Le cinéma suisse ne trouvera pas son salut en ligne

16.09.2020 – Katy Romy, swissinfo.ch

Les plateformes qui mettent à l’honneur les films suisses ont connu une croissance rapide durant le semi-confinement. Pourtant cela ne suffira pas pour sauver le cinéma d’auteur à la sauce helvétique.

Salles de cinéma closes, tournages suspendus, festivals du film annulés. Durant presque deux mois, le confinement imposé à la Suisse pour se protéger de la pandémie de coronavirus a mis l’industrie du film à l’arrêt.

Que ce soit pour tuer le temps ou assouvir leur passion du cinéma, les confinés de toute la planète se sont tournés vers le streaming ou la vidéo à la demande (VOD). La consommation de films a atteint des records. Netflix, le leader du domaine, a enregistré la plus forte croissance de son histoire. Sur les plateformes des géants américains, les petites productions suisses sont toutefois invisibles.

Le cinéma helvétique est mis en exergue sur des portails locaux, comme Cinefile, Filmingo ou Artfilm, qui ont aussi connu une croissance rapide au plus fort de la pandémie de Covid-19. Filmingo a vu le nombre de ses utilisateurs quadrupler. Cinefile a comptabilisé cinq fois plus de visionnages que sur l’ensemble de l’année 2019, alors que sur la petite plateforme Artfilm, exclusivement consacrée aux productions suisses, le trafic a été vingt fois supérieur à la normale. Malgré sa croissance significative, le streaming ne constitue pas la planche de salut du cinéma suisse, estiment toutefois les acteurs de la branche.

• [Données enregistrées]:
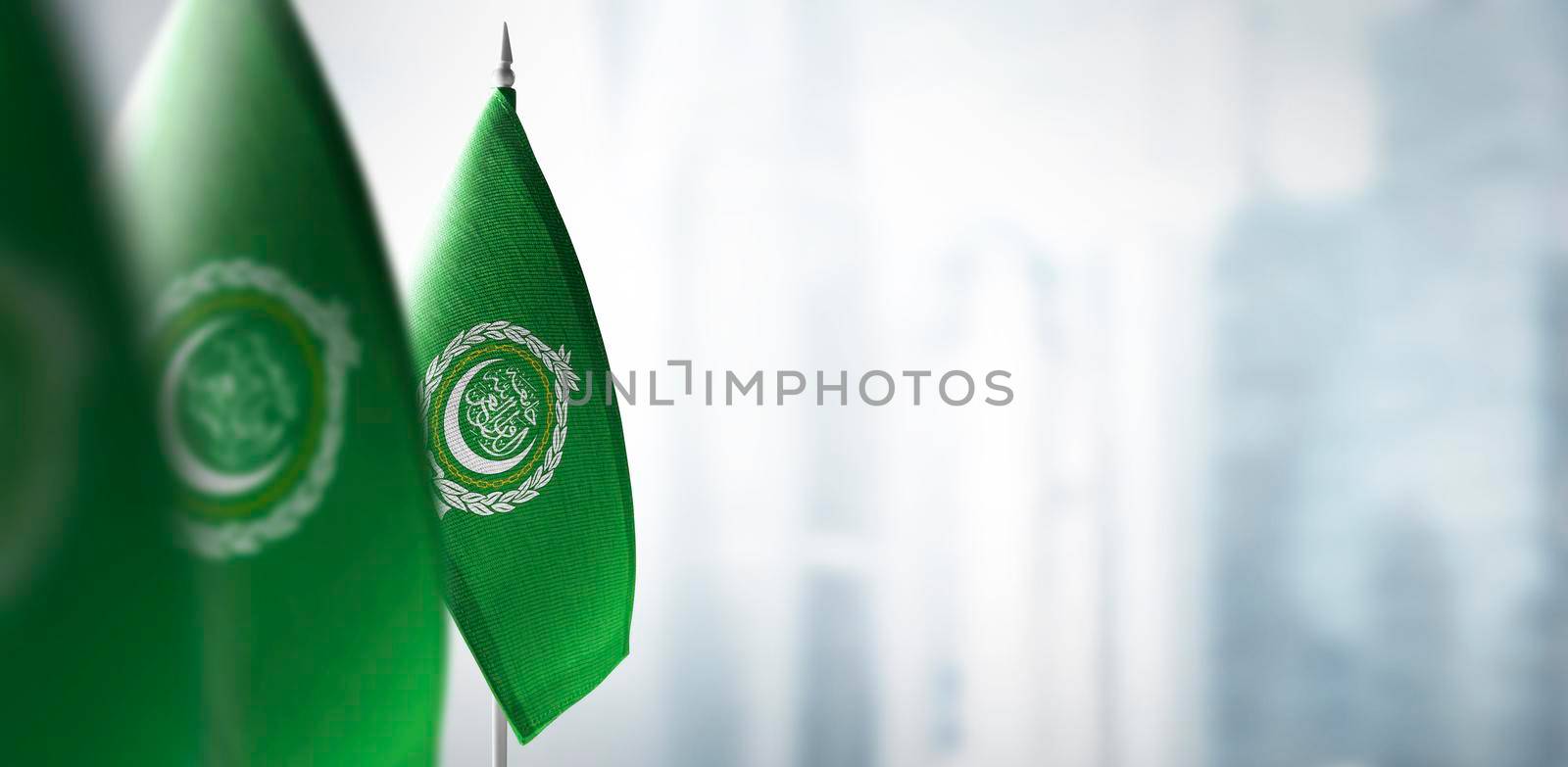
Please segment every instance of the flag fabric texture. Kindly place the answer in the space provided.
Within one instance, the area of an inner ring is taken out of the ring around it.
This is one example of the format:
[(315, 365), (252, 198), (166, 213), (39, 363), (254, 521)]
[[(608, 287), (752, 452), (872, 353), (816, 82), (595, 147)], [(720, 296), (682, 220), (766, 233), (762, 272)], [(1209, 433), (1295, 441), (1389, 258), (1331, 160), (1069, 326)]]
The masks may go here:
[(287, 2), (183, 0), (168, 24), (122, 160), (198, 563), (204, 761), (433, 764), (439, 554), (368, 196)]
[(188, 765), (191, 568), (45, 11), (0, 3), (0, 764)]
[(411, 317), (447, 605), (527, 743), (626, 657), (635, 546), (604, 339), (511, 88), (461, 160)]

• [Travail demandé]:
Prolongez l'article sur le cinéma suisse face au streaming en reprenant juste après sa dernière phrase.

• [Voici le résultat]:
Le streaming n’est pas un business modèle

Laurent Dutoit, directeur de la société de distribution Agora Films et exploitant de plusieurs salles indépendantes à Genève, considère que les portails locaux ont permis «de maintenir les contacts avec la clientèle et préserver l’aspect culturel». «Cependant, l’augmentation du nombre d’utilisateurs est totalement insignifiante par rapport au nombre de spectateurs qui ont été perdus dans les salles», affirme-t-il.

Une semaine avant le confinement, Agora Films avait sorti le documentaire «Citoyen Nobel», réalisé par le Lausannois Stéphane Goël sur le Prix Nobel de chimie 2017 Jacques Dubochet. «Nous avons essayé de le remettre à l’affiche lors de la réouverture, mais c’était trop tard. Nous avons perdu 10 000 entrées de cinéma sur ce seul film, soit une perte plus importante que le cumul des visionnages de tous les films suisses en streaming durant cette période», indique-t-il.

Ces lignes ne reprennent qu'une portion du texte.